** WORK INSTRUCTION **
Transcribe nothing but the lines from the one with "Indicate the thin" to the end of the entries, both included, keeping each exact and leaving every picture out.

** DATA FOR ANALYSIS **
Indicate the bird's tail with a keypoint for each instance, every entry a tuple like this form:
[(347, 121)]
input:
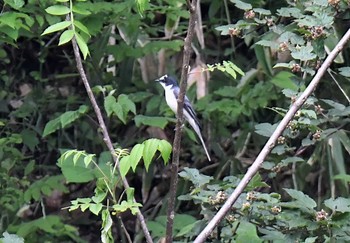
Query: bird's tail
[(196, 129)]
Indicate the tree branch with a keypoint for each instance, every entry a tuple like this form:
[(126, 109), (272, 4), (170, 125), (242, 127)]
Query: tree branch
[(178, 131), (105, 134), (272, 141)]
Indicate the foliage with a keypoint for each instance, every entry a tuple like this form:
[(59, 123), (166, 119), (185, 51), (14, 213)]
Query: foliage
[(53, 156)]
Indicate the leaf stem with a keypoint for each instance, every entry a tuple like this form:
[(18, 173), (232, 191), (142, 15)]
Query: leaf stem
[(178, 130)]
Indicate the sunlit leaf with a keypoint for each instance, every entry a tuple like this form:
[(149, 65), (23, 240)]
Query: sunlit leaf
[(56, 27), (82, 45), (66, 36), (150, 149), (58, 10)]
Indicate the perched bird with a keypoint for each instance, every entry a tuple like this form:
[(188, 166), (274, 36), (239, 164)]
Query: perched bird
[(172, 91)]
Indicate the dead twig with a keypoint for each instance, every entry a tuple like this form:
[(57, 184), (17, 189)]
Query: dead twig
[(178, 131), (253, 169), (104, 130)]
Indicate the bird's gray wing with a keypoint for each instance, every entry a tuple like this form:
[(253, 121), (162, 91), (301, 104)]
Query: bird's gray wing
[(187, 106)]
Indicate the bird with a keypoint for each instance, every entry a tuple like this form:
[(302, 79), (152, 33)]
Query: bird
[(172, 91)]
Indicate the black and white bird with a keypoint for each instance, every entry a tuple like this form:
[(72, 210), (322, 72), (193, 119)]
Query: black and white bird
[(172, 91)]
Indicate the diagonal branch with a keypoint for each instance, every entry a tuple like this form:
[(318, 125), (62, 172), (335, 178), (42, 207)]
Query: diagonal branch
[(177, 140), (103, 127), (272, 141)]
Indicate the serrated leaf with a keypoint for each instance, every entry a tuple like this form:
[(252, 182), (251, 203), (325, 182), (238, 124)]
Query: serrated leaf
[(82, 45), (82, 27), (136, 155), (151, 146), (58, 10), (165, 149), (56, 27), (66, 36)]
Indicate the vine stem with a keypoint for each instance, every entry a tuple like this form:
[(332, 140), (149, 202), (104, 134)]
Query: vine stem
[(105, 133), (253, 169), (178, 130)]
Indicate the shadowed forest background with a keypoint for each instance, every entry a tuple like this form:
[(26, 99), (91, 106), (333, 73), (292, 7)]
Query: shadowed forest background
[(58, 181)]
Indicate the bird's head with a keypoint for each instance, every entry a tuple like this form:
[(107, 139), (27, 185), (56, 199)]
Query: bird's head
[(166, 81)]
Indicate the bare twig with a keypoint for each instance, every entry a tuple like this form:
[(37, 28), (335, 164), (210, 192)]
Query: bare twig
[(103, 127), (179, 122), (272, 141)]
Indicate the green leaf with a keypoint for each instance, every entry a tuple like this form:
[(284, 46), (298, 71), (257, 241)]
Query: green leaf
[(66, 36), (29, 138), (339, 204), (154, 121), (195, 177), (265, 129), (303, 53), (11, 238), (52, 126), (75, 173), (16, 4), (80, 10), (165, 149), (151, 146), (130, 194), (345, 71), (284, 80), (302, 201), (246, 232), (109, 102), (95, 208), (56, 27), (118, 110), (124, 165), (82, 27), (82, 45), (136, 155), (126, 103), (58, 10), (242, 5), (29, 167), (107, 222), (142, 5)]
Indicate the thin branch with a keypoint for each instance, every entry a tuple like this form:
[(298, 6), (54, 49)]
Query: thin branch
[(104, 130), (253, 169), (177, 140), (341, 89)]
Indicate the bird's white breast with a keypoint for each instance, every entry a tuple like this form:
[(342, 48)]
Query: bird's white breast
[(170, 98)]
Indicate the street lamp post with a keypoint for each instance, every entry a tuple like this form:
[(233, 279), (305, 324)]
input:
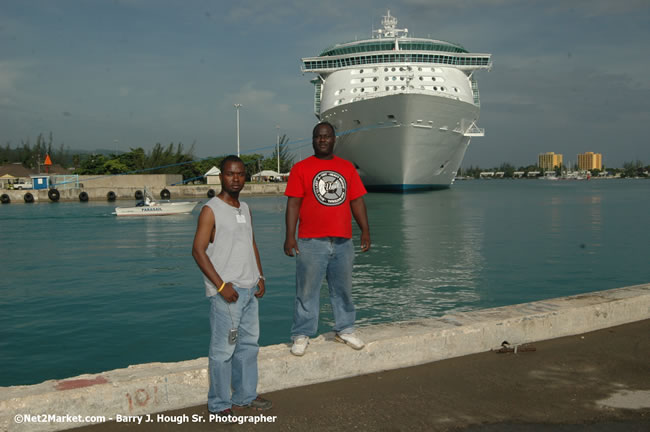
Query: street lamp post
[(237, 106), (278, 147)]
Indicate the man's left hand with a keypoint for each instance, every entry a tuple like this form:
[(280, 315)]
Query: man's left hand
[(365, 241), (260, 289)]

** ANSWER TO THE EXERCISE **
Indicate the thin branch with a keypoint for each instance, every entry a tuple like this form:
[(298, 6), (54, 49)]
Query: thin branch
[(104, 130), (253, 169), (177, 140), (341, 89)]
Indicate the bird's white breast with a keypoint for each instance, every entry a tuple like this form:
[(342, 48)]
Query: bird's white breast
[(170, 98)]
Indicate the street lamp post with a keypoint for each instance, every entry a tuple like this form:
[(233, 279), (305, 324)]
input:
Query: street lamp post
[(237, 106), (278, 147)]
Indicate the man's left hand with a keypoint for each instance, every entry a tuple like this form:
[(280, 315)]
Query: man's left hand
[(365, 241), (260, 289)]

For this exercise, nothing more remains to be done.